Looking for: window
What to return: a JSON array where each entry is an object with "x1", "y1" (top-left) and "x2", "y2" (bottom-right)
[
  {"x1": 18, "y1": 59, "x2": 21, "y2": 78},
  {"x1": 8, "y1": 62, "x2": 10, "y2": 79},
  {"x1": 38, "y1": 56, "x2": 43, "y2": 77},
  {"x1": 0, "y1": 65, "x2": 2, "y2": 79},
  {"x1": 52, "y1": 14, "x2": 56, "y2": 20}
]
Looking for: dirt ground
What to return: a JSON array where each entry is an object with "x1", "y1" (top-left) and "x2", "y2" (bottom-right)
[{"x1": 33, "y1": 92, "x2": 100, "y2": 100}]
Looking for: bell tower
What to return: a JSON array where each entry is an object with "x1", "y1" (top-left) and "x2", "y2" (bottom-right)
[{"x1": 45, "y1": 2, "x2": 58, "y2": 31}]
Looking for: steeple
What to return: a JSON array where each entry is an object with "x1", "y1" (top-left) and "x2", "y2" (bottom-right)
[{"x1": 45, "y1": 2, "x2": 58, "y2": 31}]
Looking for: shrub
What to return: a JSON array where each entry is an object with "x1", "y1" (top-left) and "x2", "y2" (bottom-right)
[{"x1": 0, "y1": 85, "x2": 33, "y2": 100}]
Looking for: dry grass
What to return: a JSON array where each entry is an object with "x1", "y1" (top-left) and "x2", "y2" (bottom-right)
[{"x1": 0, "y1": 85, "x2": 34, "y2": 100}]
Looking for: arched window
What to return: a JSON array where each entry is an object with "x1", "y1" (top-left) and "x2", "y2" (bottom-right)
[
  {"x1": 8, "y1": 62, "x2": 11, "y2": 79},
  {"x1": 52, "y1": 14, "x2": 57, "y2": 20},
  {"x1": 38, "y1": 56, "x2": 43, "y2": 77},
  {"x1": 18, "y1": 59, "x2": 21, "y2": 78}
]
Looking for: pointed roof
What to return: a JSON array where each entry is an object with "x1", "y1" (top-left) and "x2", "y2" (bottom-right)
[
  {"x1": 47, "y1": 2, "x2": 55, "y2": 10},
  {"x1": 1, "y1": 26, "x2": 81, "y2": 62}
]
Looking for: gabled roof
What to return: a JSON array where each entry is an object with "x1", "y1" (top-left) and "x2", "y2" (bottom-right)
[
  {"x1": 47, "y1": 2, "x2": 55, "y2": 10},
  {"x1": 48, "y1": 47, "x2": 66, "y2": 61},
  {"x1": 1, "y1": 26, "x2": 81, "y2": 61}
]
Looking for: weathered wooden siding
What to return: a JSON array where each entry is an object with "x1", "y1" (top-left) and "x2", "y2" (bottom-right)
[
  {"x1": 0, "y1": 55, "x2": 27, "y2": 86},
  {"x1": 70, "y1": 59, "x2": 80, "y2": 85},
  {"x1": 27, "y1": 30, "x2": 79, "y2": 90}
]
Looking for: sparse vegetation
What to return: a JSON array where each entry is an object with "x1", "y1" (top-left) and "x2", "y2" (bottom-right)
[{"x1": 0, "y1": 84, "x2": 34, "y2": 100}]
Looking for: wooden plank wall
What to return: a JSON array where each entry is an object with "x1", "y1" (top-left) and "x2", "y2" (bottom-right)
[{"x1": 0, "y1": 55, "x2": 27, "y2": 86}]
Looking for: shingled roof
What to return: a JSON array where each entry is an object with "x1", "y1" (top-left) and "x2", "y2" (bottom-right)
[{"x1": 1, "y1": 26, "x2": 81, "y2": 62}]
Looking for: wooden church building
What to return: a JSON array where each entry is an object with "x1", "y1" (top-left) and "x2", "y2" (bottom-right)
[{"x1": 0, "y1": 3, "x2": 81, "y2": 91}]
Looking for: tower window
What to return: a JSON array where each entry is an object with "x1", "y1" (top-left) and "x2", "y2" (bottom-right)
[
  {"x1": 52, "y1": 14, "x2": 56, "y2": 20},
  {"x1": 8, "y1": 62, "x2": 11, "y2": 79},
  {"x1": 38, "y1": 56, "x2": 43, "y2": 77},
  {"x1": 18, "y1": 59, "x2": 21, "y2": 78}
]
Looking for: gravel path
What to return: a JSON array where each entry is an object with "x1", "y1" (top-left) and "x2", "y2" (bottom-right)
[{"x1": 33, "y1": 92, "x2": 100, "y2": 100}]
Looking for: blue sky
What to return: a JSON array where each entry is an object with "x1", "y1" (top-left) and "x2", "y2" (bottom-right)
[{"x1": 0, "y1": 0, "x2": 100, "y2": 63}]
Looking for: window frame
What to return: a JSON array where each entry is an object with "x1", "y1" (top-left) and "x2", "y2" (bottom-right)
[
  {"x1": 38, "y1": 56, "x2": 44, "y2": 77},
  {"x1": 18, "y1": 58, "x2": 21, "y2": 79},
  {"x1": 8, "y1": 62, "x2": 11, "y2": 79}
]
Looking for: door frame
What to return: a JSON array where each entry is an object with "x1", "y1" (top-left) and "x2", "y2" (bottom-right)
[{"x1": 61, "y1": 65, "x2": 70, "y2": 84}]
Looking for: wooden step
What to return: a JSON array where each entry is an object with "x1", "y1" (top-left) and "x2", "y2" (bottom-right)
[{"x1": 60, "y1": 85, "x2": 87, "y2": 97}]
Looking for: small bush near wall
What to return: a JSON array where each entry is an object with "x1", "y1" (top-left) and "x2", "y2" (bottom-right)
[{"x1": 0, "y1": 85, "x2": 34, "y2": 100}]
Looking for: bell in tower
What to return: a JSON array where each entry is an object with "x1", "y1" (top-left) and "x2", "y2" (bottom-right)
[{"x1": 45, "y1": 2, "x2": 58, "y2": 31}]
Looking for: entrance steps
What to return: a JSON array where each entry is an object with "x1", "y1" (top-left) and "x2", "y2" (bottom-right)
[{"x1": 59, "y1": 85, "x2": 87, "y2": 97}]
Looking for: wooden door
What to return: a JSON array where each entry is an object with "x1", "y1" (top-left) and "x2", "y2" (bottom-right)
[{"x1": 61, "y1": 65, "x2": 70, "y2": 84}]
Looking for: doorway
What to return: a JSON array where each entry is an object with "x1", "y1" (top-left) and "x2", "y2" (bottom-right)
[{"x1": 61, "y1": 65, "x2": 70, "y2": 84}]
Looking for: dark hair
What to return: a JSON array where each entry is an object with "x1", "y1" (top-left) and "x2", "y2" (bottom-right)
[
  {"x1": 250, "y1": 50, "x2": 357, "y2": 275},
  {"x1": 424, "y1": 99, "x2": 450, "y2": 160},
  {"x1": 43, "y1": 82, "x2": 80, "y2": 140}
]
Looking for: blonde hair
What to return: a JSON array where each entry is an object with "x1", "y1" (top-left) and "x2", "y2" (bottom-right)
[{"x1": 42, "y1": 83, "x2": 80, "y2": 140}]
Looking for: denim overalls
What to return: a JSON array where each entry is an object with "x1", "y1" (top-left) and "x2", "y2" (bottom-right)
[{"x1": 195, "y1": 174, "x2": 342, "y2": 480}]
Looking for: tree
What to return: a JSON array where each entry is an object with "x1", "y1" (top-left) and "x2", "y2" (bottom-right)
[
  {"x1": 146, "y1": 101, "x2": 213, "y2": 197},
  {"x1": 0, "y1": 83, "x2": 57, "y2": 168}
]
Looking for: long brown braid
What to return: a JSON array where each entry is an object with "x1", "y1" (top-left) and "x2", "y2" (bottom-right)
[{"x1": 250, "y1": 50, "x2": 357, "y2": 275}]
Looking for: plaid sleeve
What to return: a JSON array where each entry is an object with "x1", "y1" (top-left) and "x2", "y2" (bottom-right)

----------

Обновите всё от строки с «Looking for: plaid sleeve» до конца материала включительно: замените «plaid sleeve» на «striped sleeve», а остальное оставьте как есть.

Ожидаемый ответ:
Looking for: striped sleeve
What to return: a JSON array where each entry is an object with "x1", "y1" (top-left) and "x2", "y2" (bottom-right)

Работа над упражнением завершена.